Revise all the items below, replacing each occurrence of "Track-and-sign request" with "Pointing request" and keeping all other text unchanged. Omit the pictures from your answer.

— BEGIN Data records —

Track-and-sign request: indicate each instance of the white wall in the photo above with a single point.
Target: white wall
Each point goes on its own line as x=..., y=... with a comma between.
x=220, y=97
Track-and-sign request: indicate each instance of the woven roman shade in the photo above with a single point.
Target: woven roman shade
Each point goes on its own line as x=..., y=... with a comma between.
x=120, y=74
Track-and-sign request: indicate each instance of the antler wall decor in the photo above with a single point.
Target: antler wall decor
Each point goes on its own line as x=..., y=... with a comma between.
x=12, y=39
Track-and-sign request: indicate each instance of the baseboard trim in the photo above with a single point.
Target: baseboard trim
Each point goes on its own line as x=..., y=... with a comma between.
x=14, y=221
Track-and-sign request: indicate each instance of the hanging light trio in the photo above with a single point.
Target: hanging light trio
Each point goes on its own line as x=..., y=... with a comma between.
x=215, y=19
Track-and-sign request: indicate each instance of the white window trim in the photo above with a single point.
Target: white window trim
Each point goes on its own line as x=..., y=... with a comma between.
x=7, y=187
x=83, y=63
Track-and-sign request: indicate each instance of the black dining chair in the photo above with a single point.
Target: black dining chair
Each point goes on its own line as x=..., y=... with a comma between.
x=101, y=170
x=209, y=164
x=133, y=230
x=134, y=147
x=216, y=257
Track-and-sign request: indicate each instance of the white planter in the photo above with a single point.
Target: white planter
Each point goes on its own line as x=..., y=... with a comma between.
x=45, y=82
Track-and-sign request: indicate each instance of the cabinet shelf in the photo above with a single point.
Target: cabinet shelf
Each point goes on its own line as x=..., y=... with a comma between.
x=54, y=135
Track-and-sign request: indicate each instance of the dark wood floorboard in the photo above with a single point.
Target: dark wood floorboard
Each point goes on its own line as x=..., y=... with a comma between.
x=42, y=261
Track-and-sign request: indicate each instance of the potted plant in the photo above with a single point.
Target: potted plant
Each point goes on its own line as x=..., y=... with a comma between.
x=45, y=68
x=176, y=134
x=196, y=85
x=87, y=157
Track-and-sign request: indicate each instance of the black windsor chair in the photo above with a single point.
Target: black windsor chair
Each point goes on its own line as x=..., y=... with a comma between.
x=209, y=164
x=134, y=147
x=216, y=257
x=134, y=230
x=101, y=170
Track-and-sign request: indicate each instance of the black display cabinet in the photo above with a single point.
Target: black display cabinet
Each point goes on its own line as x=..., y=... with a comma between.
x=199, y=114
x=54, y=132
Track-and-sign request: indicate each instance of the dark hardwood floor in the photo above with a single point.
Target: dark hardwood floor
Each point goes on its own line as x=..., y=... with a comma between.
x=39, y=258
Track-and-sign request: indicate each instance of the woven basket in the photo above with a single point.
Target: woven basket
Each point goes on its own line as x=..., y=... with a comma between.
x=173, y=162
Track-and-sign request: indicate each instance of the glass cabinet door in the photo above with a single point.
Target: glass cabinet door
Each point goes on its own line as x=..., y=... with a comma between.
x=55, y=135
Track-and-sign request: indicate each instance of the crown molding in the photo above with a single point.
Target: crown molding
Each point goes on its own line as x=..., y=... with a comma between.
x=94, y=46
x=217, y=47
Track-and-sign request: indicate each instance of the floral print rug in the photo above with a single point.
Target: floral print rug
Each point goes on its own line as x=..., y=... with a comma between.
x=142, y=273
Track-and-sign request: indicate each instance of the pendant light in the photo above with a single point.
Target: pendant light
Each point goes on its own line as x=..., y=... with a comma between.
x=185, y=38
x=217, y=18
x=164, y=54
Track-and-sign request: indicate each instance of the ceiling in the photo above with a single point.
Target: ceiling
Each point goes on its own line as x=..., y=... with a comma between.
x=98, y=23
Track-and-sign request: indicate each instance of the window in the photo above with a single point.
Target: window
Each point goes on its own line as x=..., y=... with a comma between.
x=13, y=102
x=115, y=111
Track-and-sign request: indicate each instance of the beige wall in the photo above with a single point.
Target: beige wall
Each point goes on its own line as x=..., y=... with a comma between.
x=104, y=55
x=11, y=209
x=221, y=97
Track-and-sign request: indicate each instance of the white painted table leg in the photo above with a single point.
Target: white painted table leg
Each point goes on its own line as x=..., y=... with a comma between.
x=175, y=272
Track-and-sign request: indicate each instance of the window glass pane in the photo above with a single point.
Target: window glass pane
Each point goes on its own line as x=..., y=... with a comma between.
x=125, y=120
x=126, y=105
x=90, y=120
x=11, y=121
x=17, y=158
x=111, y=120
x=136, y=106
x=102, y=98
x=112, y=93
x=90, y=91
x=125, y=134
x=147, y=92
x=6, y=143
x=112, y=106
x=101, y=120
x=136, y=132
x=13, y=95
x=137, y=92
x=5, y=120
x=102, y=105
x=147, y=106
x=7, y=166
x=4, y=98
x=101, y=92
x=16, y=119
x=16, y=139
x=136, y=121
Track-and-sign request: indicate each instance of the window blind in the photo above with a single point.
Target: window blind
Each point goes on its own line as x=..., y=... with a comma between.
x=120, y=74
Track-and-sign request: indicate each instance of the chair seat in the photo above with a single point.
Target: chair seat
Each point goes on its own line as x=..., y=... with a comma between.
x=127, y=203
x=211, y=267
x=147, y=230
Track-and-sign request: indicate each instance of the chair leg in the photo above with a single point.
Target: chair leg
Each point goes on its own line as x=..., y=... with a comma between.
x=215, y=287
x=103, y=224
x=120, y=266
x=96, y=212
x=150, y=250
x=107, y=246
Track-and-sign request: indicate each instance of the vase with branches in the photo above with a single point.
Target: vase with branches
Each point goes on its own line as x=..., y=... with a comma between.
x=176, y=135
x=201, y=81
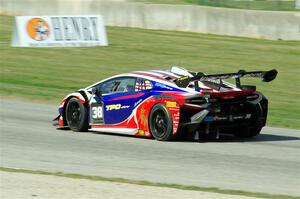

— END Data records —

*Answer to this task*.
Pointing request: indicate each instance of the white wall in the photo above with a single point.
Target: white wall
Each point goes on its own line as x=..., y=... with a comma between.
x=220, y=97
Pointing request: indicate each instance of the woven roman shade in the photo above with a single point.
Target: woven roman shade
Each point goes on its own line as x=..., y=... with a comma between.
x=120, y=74
Pointing request: indicate each instance of the antler wall decor in the photo above with a single point.
Target: antler wall decor
Each point goes on its own line as x=..., y=... with a comma between.
x=12, y=39
Pointing request: indicate each instance of the baseboard trim in the photo above with a single point.
Target: baseboard trim
Each point goes on its own line as x=..., y=... with a comma between.
x=14, y=221
Pointing request: indicate each instance of the hanging light trio in the photo above with a single point.
Target: hanging light trio
Each point goes on its own line as x=..., y=... with a comma between.
x=215, y=19
Pointing request: indicate each instance of the white window trim in the photo above with a single point.
Target: white window trim
Each point goes on its own line as x=..., y=... with a comma between.
x=7, y=187
x=83, y=63
Pointing request: indicate each instance of the black dining chair in the photo above with a single point.
Target: black dining chair
Each point goes on its own line as x=..., y=... with a comma between.
x=101, y=170
x=209, y=164
x=133, y=230
x=134, y=147
x=216, y=257
Pointing request: indicate each instance of the white planter in the photo above with a single point.
Target: white planter
Each point goes on its own line as x=..., y=... with a comma between.
x=45, y=82
Pointing request: indicate each instance of the cabinet shelf in the photo above with a single point.
Target: cabinet shelf
Each point goes on its own line as x=..., y=... with a comma between.
x=54, y=135
Pointing request: indicate each instance of the dark wood floorboard in the photo above with a single point.
Target: dark wood floorboard
Each point goes on its own line as x=..., y=... with a comma between.
x=42, y=261
Pointing request: indicate each instance of the potted plant in the photo above with a single point.
Target: potted plant
Each point goes on its own line as x=..., y=... with a comma between.
x=45, y=68
x=176, y=134
x=196, y=85
x=87, y=157
Pointing request: indicate each instance of the black windsor chair in the photo above with a single point.
Target: black windsor chair
Each point goes on its own line as x=..., y=... with a comma between.
x=209, y=164
x=134, y=147
x=216, y=257
x=134, y=230
x=101, y=170
Pointing request: indicate each instance of the black display cabinet in the photo above with a single point.
Target: black display cabinet
Each point goes on its own line as x=..., y=... with a comma between.
x=199, y=114
x=54, y=132
Pointing request: indicate each instance of the dark hardwood floor in the photo above with a single point.
Target: dark hardwood floor
Each point goes on its own line as x=..., y=... with a comma between.
x=39, y=258
Pointing request: indicate each instance of the woven basket in the photo above with a single point.
Target: woven basket
Each point goes on its own line as x=..., y=... with a comma between.
x=173, y=162
Pointing request: indicate each instance of the glass cabinet door in the photo above with a single point.
Target: glass cabinet door
Each point goes on its own line as x=..., y=... with a comma between.
x=55, y=135
Pointing request: indicate each instance of the crown molding in the photo above with a single point.
Target: crown molding
Each point goes on its own line as x=..., y=... with a comma between.
x=94, y=46
x=217, y=47
Pointing request: indicate each instance of the floral print rug in the photo above with a single point.
Target: floral print rug
Each point goes on its own line as x=..., y=... with a comma between.
x=142, y=273
Pointing request: indicate each instance of the pendant light in the photo above with a single point.
Target: pendant light
Each point goes on its own line as x=..., y=... with a comma between.
x=185, y=38
x=217, y=18
x=164, y=54
Pointing request: indicate each instance of the ceiling in the photo above with a single point.
Target: ceiling
Each point goes on its own line as x=..., y=... with a comma between.
x=98, y=23
Pointing request: indicate each instance of the window in the photo above with a single point.
Target: window
Each point goes on its own line as x=..., y=... with a comma between.
x=13, y=102
x=115, y=111
Pointing request: indicate each instance of the beige wall in the photo above with a single point.
Target: beige wall
Each point goes on its own line as x=..., y=... with a comma between.
x=104, y=55
x=11, y=209
x=221, y=97
Pointing request: indicate each instance of the white painted table leg in the photo above with a single point.
Target: white painted table leg
Each point goes on its own line as x=..., y=... with a comma between.
x=175, y=272
Pointing request: indicate each instance of the window glass pane in the photo above with a single point.
Target: window glass pane
Each point goes on its own line as x=..., y=... with a comma between.
x=125, y=120
x=126, y=105
x=90, y=120
x=11, y=121
x=17, y=158
x=111, y=120
x=136, y=106
x=102, y=98
x=112, y=93
x=90, y=91
x=125, y=134
x=147, y=92
x=6, y=143
x=112, y=106
x=101, y=120
x=136, y=132
x=13, y=95
x=137, y=92
x=5, y=120
x=102, y=105
x=147, y=106
x=7, y=166
x=4, y=98
x=101, y=92
x=16, y=119
x=16, y=139
x=136, y=121
Pointing request: indicate each instance of the window blind in the photo above with a single point.
Target: window blind
Each point goes on its own line as x=..., y=... with a comma between.
x=120, y=74
Pointing request: indicate each instance of the chair seat in the photo above with a single point.
Target: chair seat
Each point goes on its own line as x=..., y=... with a comma between.
x=127, y=203
x=211, y=267
x=147, y=230
Pointing request: indicate each instance of the chair leg in the photo above with a single point.
Target: chair leg
Each point goes on its own line as x=..., y=... with a comma between.
x=215, y=287
x=103, y=224
x=120, y=266
x=96, y=212
x=150, y=250
x=107, y=246
Pointing request: indicate each instance of the vase with branches in the photo above with a single point.
Target: vase with branches
Each point goes on its own line as x=..., y=... with a comma between.
x=176, y=135
x=201, y=81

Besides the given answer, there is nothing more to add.